### To be done
Copy out every line in the items below that contains the string "light". Letter case counts.

+++++

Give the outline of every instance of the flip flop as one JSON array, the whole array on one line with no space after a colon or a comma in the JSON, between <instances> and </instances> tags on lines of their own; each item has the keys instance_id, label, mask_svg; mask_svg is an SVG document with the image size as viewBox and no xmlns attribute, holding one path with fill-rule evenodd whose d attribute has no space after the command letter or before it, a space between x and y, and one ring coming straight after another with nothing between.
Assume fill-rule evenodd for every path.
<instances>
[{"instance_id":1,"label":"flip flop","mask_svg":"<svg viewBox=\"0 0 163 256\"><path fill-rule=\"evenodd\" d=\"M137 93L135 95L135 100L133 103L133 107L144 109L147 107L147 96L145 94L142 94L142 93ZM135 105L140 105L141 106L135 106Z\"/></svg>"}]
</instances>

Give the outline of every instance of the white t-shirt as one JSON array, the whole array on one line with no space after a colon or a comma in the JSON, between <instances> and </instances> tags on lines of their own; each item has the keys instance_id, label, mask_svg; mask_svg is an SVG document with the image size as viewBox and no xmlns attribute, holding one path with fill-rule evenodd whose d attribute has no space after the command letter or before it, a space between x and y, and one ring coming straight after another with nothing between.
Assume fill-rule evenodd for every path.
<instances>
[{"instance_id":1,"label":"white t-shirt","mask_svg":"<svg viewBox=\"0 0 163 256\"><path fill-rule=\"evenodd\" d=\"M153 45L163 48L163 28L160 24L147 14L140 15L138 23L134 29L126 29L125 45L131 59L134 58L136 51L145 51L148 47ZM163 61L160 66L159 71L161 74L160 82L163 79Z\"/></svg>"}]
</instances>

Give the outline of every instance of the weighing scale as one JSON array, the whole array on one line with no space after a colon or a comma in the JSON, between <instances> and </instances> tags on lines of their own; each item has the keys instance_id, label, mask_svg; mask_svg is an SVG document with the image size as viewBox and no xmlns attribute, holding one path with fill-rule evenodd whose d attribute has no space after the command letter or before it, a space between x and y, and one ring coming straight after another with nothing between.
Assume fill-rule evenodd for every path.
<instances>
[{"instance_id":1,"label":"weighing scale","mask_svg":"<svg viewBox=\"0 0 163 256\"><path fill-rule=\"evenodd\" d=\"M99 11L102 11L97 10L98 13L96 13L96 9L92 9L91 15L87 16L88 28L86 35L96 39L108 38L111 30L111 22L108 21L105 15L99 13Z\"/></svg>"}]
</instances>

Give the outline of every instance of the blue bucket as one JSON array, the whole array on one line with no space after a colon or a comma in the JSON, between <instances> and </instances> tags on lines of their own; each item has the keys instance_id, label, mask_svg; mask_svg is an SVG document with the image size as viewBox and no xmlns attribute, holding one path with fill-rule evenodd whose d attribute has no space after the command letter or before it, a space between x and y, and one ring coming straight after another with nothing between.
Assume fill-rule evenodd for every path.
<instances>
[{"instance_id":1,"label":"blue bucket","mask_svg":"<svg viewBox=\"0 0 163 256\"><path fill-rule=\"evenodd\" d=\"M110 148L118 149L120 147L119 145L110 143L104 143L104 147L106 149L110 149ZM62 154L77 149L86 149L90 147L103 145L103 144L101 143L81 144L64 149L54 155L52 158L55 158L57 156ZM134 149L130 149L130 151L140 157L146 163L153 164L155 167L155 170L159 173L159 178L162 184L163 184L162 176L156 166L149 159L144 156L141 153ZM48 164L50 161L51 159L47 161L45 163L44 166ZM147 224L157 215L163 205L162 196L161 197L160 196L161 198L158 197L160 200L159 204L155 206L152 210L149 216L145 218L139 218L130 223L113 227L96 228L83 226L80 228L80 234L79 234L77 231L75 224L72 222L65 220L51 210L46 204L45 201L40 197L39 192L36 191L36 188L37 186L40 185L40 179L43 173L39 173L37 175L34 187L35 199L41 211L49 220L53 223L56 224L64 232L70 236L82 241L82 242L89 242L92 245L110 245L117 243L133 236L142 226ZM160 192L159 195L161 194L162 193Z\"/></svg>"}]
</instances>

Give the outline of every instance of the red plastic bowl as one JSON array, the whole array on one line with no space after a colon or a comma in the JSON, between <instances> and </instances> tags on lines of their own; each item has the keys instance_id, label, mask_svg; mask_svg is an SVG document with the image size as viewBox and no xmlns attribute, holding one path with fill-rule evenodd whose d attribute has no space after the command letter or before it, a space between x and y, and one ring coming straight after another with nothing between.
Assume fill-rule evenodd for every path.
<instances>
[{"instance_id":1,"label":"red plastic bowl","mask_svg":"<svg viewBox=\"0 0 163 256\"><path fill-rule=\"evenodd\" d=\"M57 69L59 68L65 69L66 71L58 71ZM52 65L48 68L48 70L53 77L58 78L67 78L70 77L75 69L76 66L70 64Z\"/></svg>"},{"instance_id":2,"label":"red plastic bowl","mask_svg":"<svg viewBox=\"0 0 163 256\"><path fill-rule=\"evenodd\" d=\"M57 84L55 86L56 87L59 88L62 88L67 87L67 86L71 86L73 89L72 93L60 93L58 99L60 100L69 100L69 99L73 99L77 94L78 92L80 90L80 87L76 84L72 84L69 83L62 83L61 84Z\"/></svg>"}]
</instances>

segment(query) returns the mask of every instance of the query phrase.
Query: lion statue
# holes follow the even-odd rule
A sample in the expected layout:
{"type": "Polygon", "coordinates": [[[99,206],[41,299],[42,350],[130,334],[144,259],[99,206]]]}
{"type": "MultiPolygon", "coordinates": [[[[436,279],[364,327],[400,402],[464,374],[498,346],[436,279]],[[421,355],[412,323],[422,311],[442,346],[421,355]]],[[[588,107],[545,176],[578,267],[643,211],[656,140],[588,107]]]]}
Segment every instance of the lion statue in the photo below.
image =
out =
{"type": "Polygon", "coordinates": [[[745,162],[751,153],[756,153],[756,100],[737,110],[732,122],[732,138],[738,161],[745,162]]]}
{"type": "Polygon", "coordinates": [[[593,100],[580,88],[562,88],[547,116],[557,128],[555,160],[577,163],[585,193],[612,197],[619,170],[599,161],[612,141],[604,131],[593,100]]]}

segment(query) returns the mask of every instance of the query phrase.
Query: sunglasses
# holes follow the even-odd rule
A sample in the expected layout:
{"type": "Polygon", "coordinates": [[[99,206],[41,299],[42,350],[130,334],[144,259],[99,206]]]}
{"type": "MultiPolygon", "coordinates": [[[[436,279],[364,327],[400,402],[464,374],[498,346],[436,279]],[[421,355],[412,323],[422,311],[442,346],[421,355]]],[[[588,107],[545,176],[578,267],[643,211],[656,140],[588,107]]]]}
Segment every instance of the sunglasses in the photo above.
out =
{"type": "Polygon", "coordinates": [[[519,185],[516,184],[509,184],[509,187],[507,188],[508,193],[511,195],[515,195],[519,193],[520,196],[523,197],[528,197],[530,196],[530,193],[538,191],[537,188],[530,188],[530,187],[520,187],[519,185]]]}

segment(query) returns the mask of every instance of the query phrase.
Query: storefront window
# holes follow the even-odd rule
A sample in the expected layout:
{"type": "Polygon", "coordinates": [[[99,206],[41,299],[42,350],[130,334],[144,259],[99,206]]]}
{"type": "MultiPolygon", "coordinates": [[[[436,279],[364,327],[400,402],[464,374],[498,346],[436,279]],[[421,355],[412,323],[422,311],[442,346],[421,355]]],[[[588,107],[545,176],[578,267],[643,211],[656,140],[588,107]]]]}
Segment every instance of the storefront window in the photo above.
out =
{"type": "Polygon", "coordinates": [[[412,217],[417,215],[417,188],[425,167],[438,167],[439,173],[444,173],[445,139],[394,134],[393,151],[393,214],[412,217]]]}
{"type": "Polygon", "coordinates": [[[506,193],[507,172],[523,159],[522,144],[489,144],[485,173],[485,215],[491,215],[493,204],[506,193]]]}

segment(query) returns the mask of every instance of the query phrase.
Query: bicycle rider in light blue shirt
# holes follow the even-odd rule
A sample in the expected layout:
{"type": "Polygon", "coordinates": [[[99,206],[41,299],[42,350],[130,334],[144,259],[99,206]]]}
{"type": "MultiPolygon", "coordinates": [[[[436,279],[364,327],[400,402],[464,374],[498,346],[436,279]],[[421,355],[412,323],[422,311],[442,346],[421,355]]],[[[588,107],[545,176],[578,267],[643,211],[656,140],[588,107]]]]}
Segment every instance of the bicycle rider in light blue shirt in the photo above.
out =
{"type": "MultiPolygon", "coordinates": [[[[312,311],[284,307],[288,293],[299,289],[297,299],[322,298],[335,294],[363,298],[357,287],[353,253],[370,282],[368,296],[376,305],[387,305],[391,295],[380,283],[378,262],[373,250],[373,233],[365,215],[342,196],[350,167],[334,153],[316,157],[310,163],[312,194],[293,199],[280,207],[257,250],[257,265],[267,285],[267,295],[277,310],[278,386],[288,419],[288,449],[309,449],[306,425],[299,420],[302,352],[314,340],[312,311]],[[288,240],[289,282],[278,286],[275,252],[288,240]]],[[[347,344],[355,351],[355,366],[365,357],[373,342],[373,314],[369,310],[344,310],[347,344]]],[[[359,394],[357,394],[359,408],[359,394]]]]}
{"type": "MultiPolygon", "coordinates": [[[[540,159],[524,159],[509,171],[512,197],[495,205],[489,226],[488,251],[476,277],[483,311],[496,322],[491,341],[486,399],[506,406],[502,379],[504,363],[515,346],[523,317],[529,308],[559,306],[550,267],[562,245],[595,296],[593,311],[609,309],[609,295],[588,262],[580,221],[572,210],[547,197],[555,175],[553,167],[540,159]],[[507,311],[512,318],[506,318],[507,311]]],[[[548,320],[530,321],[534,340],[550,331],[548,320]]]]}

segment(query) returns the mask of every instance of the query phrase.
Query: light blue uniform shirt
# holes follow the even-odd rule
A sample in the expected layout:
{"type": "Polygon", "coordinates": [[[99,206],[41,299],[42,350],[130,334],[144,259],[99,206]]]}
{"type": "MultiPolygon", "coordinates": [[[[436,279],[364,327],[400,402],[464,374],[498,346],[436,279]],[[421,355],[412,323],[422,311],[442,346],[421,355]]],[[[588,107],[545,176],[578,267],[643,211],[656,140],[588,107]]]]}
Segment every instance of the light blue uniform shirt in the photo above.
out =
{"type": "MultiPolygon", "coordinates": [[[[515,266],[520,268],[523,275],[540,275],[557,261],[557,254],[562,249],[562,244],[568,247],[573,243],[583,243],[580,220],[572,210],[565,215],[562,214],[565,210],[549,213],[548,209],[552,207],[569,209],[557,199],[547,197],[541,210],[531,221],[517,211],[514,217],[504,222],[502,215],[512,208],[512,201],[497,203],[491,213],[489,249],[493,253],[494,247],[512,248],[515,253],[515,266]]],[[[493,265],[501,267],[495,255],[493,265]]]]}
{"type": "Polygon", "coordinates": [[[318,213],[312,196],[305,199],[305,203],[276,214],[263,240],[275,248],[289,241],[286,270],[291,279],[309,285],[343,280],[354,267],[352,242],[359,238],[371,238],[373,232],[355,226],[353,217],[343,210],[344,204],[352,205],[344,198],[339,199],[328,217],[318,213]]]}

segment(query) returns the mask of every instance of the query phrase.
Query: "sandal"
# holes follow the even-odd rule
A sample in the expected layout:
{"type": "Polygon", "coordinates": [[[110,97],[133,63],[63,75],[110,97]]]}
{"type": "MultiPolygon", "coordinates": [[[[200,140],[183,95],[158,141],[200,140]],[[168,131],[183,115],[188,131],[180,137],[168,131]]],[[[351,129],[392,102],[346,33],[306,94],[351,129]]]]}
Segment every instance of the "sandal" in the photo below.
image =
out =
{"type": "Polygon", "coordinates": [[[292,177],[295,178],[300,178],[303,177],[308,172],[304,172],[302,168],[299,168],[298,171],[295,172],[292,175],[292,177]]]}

+++++

### Answer
Query: bicycle rider in light blue shirt
Segment every instance of the bicycle rider in light blue shirt in the photo above.
Query: light blue uniform shirt
Segment every instance of the light blue uniform shirt in the photo above.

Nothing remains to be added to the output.